**DOCUMENT**
——

I remember well the vibrancy that December evening in 2015 when word spread on the last day of the 21st UN climate summit that there would be an agreement — the Paris Agreement.

After two decades of staring at a known and worsening global crisis of epic proportions, leaders of 196 nations, pushed mercilessly by UN, French, and US negotiators, finally decided to not allow the earth to burn up by 2100. The Eiffel Tower glowed with triumphant messages against a starry Paris sky.

For the first time, nations voluntarily agreed to reduce their carbon emissions and slow the rate of deforestation. That moment in Paris felt historic, hopeful, perhaps the most significant agreement among world leaders for the greater good of this earth since World War II.

Just two years later, as I stayed late on the last night of the 23rd UN climate summit in Bonn, Germany, I felt no such vibrancy and certainly no such history-making optimism. There was little. COP23 wasn’t designed for major breakthroughs. Everyone conceded that.

But why not?

COP23, while held in Bonn, Germany, was hosted for the first time by a Pacific island nation, Fiji. Developing and vulnerable nations wanted the logo to be true. The response they received? Maybe next year. Photo by Justin Catanoso.

Bad and getting worse

Once again, 2017 promises to be another of the hottest years in the historical record. After three years of stable global greenhouse gas emissions, 2017 will see a spike in emissions to record highs.

How many hurricanes the ferocity of Harvey, Irma, and Maria must be experienced in the US alone to stoke a greater sense of urgency? How many climate refugees need to be pushed from sub-Saharan Africa and Syria because of unrelenting drought? How much more Arctic ice needs to melt? How much sea-level rise can be tolerated in low-lying island nations — and Miami Beach, for goodness sake — before COP participants stop delaying greater ambitions prior to 2020, when a stronger Paris Agreement is to take effect?

Despite Trump’s climate denial, the U.S. military labels the destabilizing impact of global climate change as the most serious national security threat facing the nation. Not immigration. Not terrorism. Not economic calamity. Climate change.

So where’s the incitement, now, to reduce carbon emissions beyond the modest Paris pledges, an absolute necessity if we are to contain temperature rise to 1.5 degree C by 2100, the Paris goal? Where are the billions in promised funding to help the victims of climate impacts adapt and recover their losses and damages?

Nowhere yet in sight.

COP23 was not without incremental accomplishments. There were many, most boldly a coalition of US cities, states, and businesses pledging to do for climate mitigation what the Trump administration won’t. Would a Hillary Clinton administration have done more? Hard to say. Trump’s low-level State Department staffers pressed the common US goal of greater transparency and accountability in reporting climate action. Mostly, they provided cover for other developed nations to block progress on defining pathways to billions in financing adaptation and loss-and-damage funds.

Under Obama, the wealthiest nation on earth committed just $3 billion to global climate-related funds and paid only $1 billion before Trump’s election. Last month, the U.S. House approved $36.5 billion in recovery funds to Florida and Texas alone, far less than half of what’s needed. So it’s not likely that Clinton negotiators would have been more forthcoming on finance in Bonn.

——

**GIVEN INFORMATION**
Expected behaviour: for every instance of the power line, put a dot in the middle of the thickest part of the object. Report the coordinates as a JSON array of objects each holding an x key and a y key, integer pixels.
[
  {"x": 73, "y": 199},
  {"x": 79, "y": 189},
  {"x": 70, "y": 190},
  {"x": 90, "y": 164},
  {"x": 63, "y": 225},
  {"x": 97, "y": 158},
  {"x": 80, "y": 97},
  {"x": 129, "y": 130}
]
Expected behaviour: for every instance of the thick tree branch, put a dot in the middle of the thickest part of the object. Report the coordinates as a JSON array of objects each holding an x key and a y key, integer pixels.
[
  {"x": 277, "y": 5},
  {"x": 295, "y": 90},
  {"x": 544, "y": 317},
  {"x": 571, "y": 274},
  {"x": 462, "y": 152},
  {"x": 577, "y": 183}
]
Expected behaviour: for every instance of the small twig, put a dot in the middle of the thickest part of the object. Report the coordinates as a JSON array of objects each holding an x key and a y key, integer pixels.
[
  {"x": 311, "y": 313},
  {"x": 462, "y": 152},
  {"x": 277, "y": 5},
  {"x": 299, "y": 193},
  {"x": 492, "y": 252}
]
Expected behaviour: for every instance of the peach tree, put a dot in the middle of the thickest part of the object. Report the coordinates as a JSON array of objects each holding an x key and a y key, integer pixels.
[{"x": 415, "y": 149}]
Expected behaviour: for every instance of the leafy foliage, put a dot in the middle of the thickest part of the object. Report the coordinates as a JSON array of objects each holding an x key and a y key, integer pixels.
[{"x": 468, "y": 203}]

——

**YOUR GOAL**
Continue the article on the Bonn climate summit from the point where it ends.

**RESPONSE FOR THIS EXERCISE**
The world gathers again next December for COP24 in Katowice, Poland. Hard deadlines for the Paris rulebook, increased carbon-reduction pledges and clearer paths to adaptation and loss-and-damage financing are expected. Photo by Justin Catanoso.

No one’s top priority

It doesn’t help that the de facto leader of the free world, German Prime Minister Angela Merkel, can’t form the coalition government she needs to lead her country and the EU. She told delegates at COP23 that Germany — despite its massive investment in wind energy — would not phase out coal by 2030 as promised, nor would it meet its carbon-reduction goals in the Paris agreement.

Meanwhile, China is building more solar panels than the rest of the world combined. But it is paying billions in Brazil and the Democratic Republic of the Congo to level carbon-sequestering rainforests for ranching and natural-resource extraction to help feed its population and manufacture the world’s products.

Nineteen nations agreed to phase out coal by 2030, including Canada and the UK. But most were already close to doing so, and besides, they represent just three percent of the global coal burned for energy. Meanwhile, 1,600 coal-fired plants are planned or under construction in 62 countries.

When I interviewed Anote Tong, the former president of Kiribati, a Pacific island country threatened by sea-level rise, his comment, “How can I tell my grandchildren that they may not have a country in 25 years,” nearly brought me to tears. Tong is at the mercy of G-20 leaders. He pleaded with them to act morally and humanely, not just geopolitically. Is that even possible?

If I’ve learned anything from covering four consecutive climate summits, it’s that Paris was something of an anomaly. Most COPs, like COP23, produce progress around the edges of climate mitigation and promises to talk again next year. Always next year.

Nearly everyone in Bonn believes that climate change represents an existential threat to human life on earth. But it’s clear that, for political reasons both complex and expedient, taking broad, immediate climate action is not a top priority for any of the world’s largest polluters — China, the US, India, the EU, Japan, Canada, Australia. Not even close.

Until it is, another year passes as nature responds ever-more furiously to the lack of progress.

Maybe next year, at COP24 in Poland, things will be different. Expectations are certainly different. The rulebook to govern the Paris Agreement must be completed. Nations must report how much more they will reduce carbon emissions. Billions in finance are expected to materialize or at least be identified.

Scientists say the window for climate action to curb global warming is still open. Let’s hope so. We are rapidly running out of next years.

COP23 flags flying in a stiff breeze on the last day of the 23rd UN Climate Summit in Bon, Germany. Incremental progress was made by the 196 nations in attendance at the two-week conference, which was defined by a decided lack of urgency for bolder action by industrialized countries. Photo by Justin Catanoso.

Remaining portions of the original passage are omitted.